:: Requirements ::
**A.** Reproduce the forum thread word for word, from "## gimlid (Apr" up to and including "eternity302 (Apr 22, 2010)".
**B.** Name every distinct username that posts in the forum thread.
**C.** Extend the forum thread beyond its last post.

:: Passage to read ::
::::::::::

# new pick up today ;)



## jay_leask (Apr 22, 2010)

some blurry shots 

































and one of my L240


----------



## gimlid (Apr 23, 2010)

whats the water quality like up there in Rupert? It must be surface extracted like in the lower mainland I presume, due to the high precip. 
I guess soft and slightly acidic?


----------



## eternity302 (Apr 22, 2010)

OMG! Nice ornate!


----------



## jay_leask (Apr 22, 2010)

gimlid said:


> whats the water quality like up there in Rupert? It must be surface extracted like in the lower mainland I presume, due to the high precip.
> I guess soft and slightly acidic?


yeah it comes out of the tap at about 6.8, not too bad. and hardness i never have checked.


----------



## jay_leask (Apr 22, 2010)

new pics


----------



## halonine (Jun 7, 2010)

Bichir's are pretty awesome. If I only had a larger tank  Pleco looks good too.

::::::::::

Some rows:
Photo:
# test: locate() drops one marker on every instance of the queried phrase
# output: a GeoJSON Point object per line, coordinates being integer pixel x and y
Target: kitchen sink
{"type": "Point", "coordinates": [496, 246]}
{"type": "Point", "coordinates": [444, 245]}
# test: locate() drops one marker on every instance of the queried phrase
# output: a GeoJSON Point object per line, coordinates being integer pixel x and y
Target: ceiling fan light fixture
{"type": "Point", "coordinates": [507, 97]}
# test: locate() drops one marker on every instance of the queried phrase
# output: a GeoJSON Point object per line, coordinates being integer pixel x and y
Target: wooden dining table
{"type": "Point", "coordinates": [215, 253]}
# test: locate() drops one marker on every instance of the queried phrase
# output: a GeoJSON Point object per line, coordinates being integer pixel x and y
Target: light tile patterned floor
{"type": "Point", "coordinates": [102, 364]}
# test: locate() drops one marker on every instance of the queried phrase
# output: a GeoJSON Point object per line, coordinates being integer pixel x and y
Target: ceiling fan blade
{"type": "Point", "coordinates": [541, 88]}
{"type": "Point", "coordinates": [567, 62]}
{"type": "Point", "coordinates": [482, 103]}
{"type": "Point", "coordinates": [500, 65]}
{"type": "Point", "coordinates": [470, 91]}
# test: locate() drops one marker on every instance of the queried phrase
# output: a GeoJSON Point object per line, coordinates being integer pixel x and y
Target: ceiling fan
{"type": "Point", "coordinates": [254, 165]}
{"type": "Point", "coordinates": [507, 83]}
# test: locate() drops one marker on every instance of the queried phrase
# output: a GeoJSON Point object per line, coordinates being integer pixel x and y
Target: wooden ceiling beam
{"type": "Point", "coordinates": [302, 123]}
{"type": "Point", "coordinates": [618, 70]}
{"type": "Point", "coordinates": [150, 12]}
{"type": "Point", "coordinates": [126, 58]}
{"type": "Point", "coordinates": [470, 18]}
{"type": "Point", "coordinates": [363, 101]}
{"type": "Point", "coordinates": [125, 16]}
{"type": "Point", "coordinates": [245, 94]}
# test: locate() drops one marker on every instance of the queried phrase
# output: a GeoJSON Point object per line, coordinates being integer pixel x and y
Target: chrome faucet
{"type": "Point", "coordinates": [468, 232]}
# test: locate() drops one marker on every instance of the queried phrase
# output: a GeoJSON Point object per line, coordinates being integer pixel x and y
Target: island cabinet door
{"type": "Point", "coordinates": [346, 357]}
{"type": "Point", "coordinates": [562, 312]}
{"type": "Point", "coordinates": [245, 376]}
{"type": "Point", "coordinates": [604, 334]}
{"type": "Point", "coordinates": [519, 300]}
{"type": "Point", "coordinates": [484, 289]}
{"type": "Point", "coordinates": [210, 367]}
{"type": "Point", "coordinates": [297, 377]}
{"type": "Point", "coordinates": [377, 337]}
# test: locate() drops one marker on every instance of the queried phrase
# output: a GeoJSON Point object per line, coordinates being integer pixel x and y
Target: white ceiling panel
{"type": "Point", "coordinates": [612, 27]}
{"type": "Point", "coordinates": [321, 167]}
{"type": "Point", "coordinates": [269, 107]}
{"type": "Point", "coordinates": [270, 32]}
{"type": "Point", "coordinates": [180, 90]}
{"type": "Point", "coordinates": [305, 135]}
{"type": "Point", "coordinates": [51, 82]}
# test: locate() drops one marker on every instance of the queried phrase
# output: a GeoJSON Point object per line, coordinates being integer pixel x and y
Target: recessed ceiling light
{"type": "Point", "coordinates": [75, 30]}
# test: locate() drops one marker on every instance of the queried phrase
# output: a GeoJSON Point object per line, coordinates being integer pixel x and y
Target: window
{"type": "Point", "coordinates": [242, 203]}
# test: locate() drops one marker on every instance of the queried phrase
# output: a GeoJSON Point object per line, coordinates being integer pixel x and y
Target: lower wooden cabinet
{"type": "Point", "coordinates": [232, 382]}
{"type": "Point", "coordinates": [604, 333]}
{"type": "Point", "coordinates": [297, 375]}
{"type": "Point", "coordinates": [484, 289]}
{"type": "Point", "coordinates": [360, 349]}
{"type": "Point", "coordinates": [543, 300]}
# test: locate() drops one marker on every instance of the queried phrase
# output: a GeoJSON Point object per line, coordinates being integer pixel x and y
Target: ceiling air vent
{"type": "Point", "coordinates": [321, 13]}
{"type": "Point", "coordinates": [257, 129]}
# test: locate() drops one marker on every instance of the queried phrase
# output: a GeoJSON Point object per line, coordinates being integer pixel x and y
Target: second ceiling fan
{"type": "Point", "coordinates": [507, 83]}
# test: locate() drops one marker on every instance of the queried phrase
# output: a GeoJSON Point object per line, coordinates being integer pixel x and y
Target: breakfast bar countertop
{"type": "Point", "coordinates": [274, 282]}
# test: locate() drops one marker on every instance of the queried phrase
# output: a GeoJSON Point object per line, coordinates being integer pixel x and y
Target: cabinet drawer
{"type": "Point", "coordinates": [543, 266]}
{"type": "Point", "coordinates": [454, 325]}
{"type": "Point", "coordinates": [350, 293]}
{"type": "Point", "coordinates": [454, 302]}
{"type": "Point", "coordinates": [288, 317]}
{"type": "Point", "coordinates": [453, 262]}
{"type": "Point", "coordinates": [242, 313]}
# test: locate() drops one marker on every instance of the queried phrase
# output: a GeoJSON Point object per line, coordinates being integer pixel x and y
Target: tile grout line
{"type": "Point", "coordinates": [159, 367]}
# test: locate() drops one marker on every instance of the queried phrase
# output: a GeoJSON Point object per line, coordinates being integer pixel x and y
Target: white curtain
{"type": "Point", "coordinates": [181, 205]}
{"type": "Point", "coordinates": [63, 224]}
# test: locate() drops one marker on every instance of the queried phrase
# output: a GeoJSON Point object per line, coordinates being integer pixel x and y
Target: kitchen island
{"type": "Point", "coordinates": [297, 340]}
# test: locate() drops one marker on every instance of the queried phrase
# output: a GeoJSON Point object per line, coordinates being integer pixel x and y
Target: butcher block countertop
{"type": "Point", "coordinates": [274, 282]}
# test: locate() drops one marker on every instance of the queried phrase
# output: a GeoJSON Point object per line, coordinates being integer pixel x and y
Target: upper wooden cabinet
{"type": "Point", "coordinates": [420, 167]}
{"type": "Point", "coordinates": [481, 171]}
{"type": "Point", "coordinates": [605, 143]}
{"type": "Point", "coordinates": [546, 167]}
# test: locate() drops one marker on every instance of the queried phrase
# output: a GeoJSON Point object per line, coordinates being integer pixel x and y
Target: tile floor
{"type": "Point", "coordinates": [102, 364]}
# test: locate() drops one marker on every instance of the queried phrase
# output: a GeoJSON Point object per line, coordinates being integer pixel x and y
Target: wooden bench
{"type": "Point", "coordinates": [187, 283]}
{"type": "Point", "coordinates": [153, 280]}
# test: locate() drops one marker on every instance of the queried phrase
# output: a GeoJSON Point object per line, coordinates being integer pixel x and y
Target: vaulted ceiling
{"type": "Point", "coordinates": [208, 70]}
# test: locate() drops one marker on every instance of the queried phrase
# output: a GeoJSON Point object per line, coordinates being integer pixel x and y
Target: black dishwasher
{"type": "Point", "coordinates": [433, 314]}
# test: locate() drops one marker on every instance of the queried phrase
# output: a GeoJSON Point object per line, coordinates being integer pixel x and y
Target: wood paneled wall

::::::::::

:: Responses to the exercise ::
**A.**
## gimlid (Apr 23, 2010)

whats the water quality like up there in Rupert? It must be surface extracted like in the lower mainland I presume, due to the high precip. 
I guess soft and slightly acidic?


----------



## eternity302 (Apr 22, 2010)

**B.**
jay_leask
gimlid
eternity302
halonine

**C.**
Nice get


----------



## eternity302 (Apr 22, 2010)

Ahhh... now I kinda miss my ornate!


----------



## Luke78 (Apr 24, 2010)

In the last few pics , he/she has a very nice colour pattern going on.Good purchase , how big is their home ?


----------



## clintgv (May 6, 2010)

wow nice colours. I like the last 3 pictures


----------



## jay_leask (Apr 22, 2010)

Luke78 said:


> In the last few pics , he/she has a very nice colour pattern going on.Good purchase , how big is their home ?


25 for now until i figure out if my 140g ply holds water.


----------



## plantedinvertz (Apr 21, 2010)

Wow! It looks Awesome!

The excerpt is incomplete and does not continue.